**Task item:** Take the entries that follow and write each one out exactly.
☆ ☆ ☆ ☆ ☆
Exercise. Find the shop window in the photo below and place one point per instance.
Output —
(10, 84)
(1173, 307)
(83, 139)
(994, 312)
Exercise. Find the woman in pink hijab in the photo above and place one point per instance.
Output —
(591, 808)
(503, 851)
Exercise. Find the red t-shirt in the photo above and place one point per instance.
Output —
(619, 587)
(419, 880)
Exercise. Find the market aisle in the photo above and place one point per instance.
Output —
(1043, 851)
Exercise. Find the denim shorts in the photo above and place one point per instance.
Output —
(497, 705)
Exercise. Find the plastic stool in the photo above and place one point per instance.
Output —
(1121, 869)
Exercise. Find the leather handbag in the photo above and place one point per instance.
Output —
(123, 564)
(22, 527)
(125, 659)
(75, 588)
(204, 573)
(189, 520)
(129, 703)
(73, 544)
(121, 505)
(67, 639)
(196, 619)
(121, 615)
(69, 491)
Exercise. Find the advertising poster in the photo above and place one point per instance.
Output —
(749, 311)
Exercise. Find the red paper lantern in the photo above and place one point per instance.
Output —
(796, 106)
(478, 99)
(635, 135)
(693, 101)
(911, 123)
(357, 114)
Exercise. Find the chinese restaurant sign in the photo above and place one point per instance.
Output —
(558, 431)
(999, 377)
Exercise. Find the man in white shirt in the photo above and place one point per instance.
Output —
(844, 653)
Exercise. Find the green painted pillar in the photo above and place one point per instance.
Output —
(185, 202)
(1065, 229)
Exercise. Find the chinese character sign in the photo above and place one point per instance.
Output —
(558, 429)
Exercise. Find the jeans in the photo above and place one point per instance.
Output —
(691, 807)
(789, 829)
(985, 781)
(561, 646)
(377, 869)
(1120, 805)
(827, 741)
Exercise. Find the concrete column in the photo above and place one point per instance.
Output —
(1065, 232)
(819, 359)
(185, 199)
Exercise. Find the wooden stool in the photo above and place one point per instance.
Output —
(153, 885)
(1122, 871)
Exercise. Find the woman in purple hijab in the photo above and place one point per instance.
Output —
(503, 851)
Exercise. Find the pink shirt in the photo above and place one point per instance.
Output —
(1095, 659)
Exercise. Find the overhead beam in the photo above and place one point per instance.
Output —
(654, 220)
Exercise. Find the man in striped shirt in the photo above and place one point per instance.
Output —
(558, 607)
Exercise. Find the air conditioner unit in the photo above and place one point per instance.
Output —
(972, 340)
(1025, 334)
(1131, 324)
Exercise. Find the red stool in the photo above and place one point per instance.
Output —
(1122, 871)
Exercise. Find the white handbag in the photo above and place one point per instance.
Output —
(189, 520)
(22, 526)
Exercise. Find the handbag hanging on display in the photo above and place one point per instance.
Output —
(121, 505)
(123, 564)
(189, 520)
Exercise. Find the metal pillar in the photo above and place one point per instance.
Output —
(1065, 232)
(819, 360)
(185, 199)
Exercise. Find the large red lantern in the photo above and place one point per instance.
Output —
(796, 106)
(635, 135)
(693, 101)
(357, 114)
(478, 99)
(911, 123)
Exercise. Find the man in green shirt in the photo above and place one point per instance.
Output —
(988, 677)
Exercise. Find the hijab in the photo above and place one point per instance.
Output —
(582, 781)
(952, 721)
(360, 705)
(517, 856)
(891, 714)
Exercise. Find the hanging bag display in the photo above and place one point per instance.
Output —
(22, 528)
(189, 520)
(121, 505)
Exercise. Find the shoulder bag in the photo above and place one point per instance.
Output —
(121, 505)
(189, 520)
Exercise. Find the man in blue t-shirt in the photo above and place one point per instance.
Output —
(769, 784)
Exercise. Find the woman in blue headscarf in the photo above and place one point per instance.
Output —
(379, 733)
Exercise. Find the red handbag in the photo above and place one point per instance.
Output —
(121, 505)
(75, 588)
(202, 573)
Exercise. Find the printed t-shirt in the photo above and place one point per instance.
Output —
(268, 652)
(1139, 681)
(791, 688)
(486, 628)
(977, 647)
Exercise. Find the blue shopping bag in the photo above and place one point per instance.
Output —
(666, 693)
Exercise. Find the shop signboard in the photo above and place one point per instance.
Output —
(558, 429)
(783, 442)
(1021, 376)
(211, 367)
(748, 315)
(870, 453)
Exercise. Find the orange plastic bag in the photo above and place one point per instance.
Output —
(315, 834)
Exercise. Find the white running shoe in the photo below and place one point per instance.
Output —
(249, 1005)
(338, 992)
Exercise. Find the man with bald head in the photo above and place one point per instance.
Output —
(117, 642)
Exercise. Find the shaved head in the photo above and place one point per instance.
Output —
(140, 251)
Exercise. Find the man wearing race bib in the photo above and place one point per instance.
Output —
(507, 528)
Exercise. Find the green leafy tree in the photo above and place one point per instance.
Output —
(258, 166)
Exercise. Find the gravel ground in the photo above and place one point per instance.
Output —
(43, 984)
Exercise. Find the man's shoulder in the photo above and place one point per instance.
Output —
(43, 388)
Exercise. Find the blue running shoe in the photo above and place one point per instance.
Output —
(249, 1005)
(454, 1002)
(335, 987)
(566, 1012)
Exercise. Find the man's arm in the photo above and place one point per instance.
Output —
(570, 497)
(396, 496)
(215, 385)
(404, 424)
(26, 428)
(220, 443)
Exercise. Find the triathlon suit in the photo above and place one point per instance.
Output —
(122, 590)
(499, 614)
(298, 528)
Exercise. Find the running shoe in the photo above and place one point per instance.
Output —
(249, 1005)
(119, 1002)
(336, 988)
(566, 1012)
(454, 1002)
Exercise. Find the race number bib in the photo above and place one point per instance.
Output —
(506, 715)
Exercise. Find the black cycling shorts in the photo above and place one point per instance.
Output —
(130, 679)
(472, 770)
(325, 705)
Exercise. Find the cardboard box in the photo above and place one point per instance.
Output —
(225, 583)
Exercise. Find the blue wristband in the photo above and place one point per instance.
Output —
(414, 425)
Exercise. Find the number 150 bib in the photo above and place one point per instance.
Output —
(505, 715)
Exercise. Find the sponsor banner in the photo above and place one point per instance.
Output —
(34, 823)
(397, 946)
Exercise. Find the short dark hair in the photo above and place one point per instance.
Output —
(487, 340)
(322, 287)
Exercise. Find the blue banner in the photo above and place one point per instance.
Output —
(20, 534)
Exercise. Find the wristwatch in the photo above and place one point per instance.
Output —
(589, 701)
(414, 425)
☆ ☆ ☆ ☆ ☆
**Written solution:**
Exercise. Find the shop window in the photo below and place one point per instance.
Output —
(10, 84)
(1173, 307)
(83, 139)
(994, 312)
Exercise. Find the woman in pink hijab in the photo above and place one point per instance.
Output —
(591, 808)
(503, 851)
Exercise. Find the red t-shirt in the photo above and place one point per instance.
Output —
(619, 587)
(419, 880)
Exercise. Find the market aisle in the photo above and place one point per instance.
Output —
(1043, 851)
Exercise. Find the denim shorts in the photo above and place one point per instance.
Output —
(497, 705)
Exercise. Find the plastic stool in the photo above and place one point per instance.
Output —
(1121, 869)
Exercise. Find the leather handbag in the photo above and place one point per instance.
Output —
(123, 564)
(22, 527)
(125, 659)
(75, 588)
(204, 573)
(189, 520)
(129, 703)
(73, 544)
(121, 505)
(67, 639)
(196, 619)
(121, 615)
(69, 491)
Exercise. Find the advertising poster in the photo above and place one point per instance.
Output —
(749, 311)
Exercise. Find the red paper lantern in the photo above and place one point per instance.
Output —
(796, 106)
(478, 99)
(635, 135)
(693, 101)
(911, 123)
(357, 114)
Exercise. Find the chinese restaurant sign in the photo above and place one point per instance.
Output —
(558, 431)
(999, 377)
Exercise. Find the man in white shirt in the photo above and place one point per instance.
Output —
(844, 653)
Exercise. Find the green painted pillar in the photo above and place one point per instance.
Output —
(185, 202)
(1065, 229)
Exercise. Find the chinese character sign in the photo above and place one point per instance.
Output —
(558, 429)
Exercise. Find the jeans in the photo above and place one point per instance.
Output —
(691, 807)
(789, 829)
(985, 781)
(561, 646)
(377, 869)
(1120, 805)
(827, 741)
Exercise. Find the concrete column in the photo above and place one point per instance.
Output —
(1065, 232)
(819, 359)
(185, 199)
Exercise. Find the wooden stool in the photo above and place one point per instance.
Output —
(153, 885)
(1122, 871)
Exercise. Find the woman in purple hijab in the photo above and place one point per instance.
Output —
(503, 851)
Exercise. Find the pink shirt in the photo above and place one point per instance.
Output —
(1095, 659)
Exercise. Find the overhead beam in the photo above and place one point per instance.
Output —
(654, 220)
Exercise. Find the man in striped shirt in the photo above and place one point per instance.
Output —
(558, 607)
Exercise. Find the air conditioner unit in the photo above and place one point per instance.
Output —
(972, 340)
(1025, 334)
(1131, 324)
Exercise. Find the red stool in the photo above and place one point per instance.
Output —
(1122, 871)
Exercise. Find the white handbag in the photo above and place one point per instance.
Output —
(189, 520)
(22, 526)
Exercise. Find the handbag hanging on display in the photo above and place one point per instance.
Output —
(121, 505)
(123, 564)
(189, 520)
Exercise. Find the metal pillar in the photo above and place one point per instance.
Output —
(1065, 232)
(819, 360)
(185, 199)
Exercise. Find the large red lantern in the photo above and place one point per instance.
Output —
(796, 106)
(635, 135)
(693, 101)
(357, 114)
(478, 99)
(911, 123)
Exercise. Find the man in green shirt in the photo above and place one point per instance.
Output —
(988, 677)
Exercise. Find the hijab in the photo above and place one point per instance.
Output —
(582, 781)
(952, 721)
(360, 705)
(517, 856)
(891, 714)
Exercise. Find the hanging bag display in the photo above and place one point per instance.
Output —
(22, 528)
(189, 520)
(121, 505)
Exercise. Find the shoulder bag in the photo above and place one point per instance.
Output —
(121, 505)
(189, 520)
Exercise. Find the man in blue t-shirt in the photo above and place one point per instance.
Output —
(769, 784)
Exercise. Find the woman in blue headscarf in the photo above and place one point per instance.
Output —
(379, 733)
Exercise. Find the red handbag in the photo above and place one point per instance.
Output —
(121, 505)
(75, 588)
(202, 573)
Exercise. Find the printed t-shirt in the photo above and place one point per instance.
Output —
(268, 652)
(1139, 681)
(791, 688)
(486, 628)
(977, 647)
Exercise. Find the blue shopping bag in the photo above and place one point per instance.
Output —
(666, 693)
Exercise. Find the shop signboard in the photo above and place one point per instance.
Output —
(558, 429)
(783, 442)
(1021, 376)
(211, 367)
(748, 315)
(870, 453)
Exercise. Find the orange plastic bag in the photo above and place one point per instance.
Output —
(315, 834)
Exercise. Find the white running shoe in the photo below and place one point per instance.
Output —
(249, 1005)
(338, 992)
Exercise. Find the man with bald head in the photo above and place one point per instance.
Output —
(117, 642)
Exercise. Find the shaved head in the photo above and place one point per instance.
Output —
(140, 251)
Exercise. Find the man wearing race bib in the photo above and place one point per instance.
Output —
(507, 528)
Exercise. Find the green leafy tree in the photo above and place one point per instance.
Output —
(258, 166)
Exercise. Find the gravel ground in the photo above and place one point per instance.
Output —
(43, 984)
Exercise. Find the man's shoulder in the photo above and place one point per instance.
Output —
(43, 388)
Exercise. Find the blue running shoe in the photo above and place one point per instance.
Output —
(249, 1005)
(454, 1002)
(335, 987)
(566, 1012)
Exercise. Find the man's arm in the photo above and place one point per instance.
Output —
(570, 497)
(396, 496)
(215, 385)
(404, 424)
(26, 428)
(220, 443)
Exercise. Find the triathlon suit in the photo above and place one point per instance.
Output —
(122, 590)
(499, 614)
(298, 528)
Exercise. Find the running shoe in the photo above and place one point per instance.
Output —
(249, 1005)
(119, 1002)
(336, 988)
(566, 1012)
(454, 1002)
Exercise. Find the race number bib in the photo above and place one point per instance.
Output —
(506, 715)
Exercise. Find the black cycling shorts in the photo above and place one point per instance.
Output —
(130, 679)
(472, 770)
(325, 705)
Exercise. Find the cardboard box in the photo above and place one point per instance.
Output —
(225, 583)
Exercise. Find the blue wristband in the photo above and place one point per instance.
Output —
(414, 425)
Exercise. Find the number 150 bib in the photo above and place one point per instance.
Output —
(505, 715)
Exercise. Find the sponsor banner in the photo above and place one point per instance.
Output —
(34, 823)
(397, 946)
Exercise. Find the short dark hair in the photo above and place one point per instance.
Output —
(487, 340)
(322, 287)
Exercise. Find the blue banner in the photo above and place one point per instance.
Output —
(20, 534)
Exercise. Find the wristwatch in the photo above and place one point per instance.
Output —
(589, 701)
(414, 425)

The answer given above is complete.